_WORK TO DO_
Please reproduce every one of the rows below word for word, leaving the pictures out of your answer.

Location identification items:
------------------------------------------------------------
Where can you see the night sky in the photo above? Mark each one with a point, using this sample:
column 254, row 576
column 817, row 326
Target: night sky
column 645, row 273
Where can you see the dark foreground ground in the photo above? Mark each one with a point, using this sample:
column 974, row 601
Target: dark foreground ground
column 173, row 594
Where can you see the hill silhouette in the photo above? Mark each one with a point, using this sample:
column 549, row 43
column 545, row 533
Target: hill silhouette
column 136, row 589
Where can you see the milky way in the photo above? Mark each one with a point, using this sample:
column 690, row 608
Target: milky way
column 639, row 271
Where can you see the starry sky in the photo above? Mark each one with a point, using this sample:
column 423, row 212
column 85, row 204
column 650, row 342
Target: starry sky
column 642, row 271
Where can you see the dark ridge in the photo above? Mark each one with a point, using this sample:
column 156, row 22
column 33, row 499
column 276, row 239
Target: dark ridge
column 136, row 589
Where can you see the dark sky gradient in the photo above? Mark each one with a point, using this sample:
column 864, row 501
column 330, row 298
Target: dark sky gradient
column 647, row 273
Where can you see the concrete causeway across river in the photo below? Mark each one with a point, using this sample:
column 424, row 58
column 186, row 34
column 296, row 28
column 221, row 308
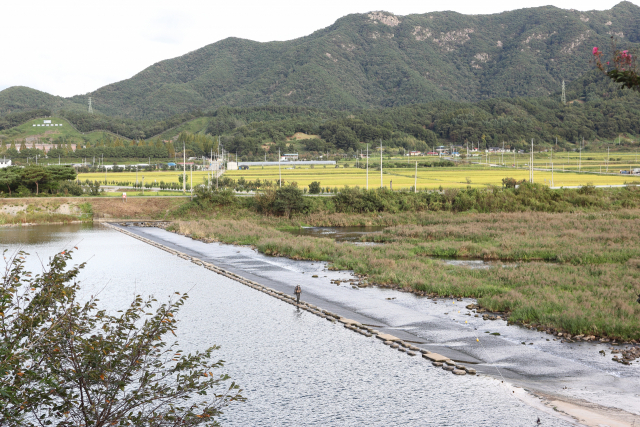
------------------------------------------------------------
_TASK RESULT_
Where can you see the night sky in the photo above? Mark each one with a point, using this sample:
column 254, row 576
column 817, row 326
Target: night sky
column 645, row 273
Where can you see the dark foreground ground in the photo above? Mark each one with a point, using this sample:
column 974, row 601
Target: dark foreground ground
column 173, row 594
Where can you see the hill silhouette in the photo above? Mark each one with a point, using this sample:
column 549, row 43
column 545, row 533
Target: hill silhouette
column 136, row 589
Where can you see the milky way in the photo above? Mark each one with a point, using this sample:
column 690, row 608
Target: milky way
column 639, row 271
Where can you see the starry sky in the photo above? Mark each one with a point, using this sample:
column 423, row 212
column 85, row 204
column 650, row 342
Target: starry sky
column 642, row 271
Where can you see the dark ridge in the photo above? Mark each one with a point, using this sample:
column 156, row 22
column 33, row 499
column 276, row 239
Target: dark ridge
column 136, row 589
Where can you see the dark sky gradient in the photo above? Mark each one with a point, using this sample:
column 864, row 501
column 330, row 298
Target: dark sky gradient
column 647, row 273
Where can you see the concrete causeway across river in the photo below? Mark each one with a point, using this sample:
column 424, row 58
column 186, row 34
column 296, row 28
column 221, row 308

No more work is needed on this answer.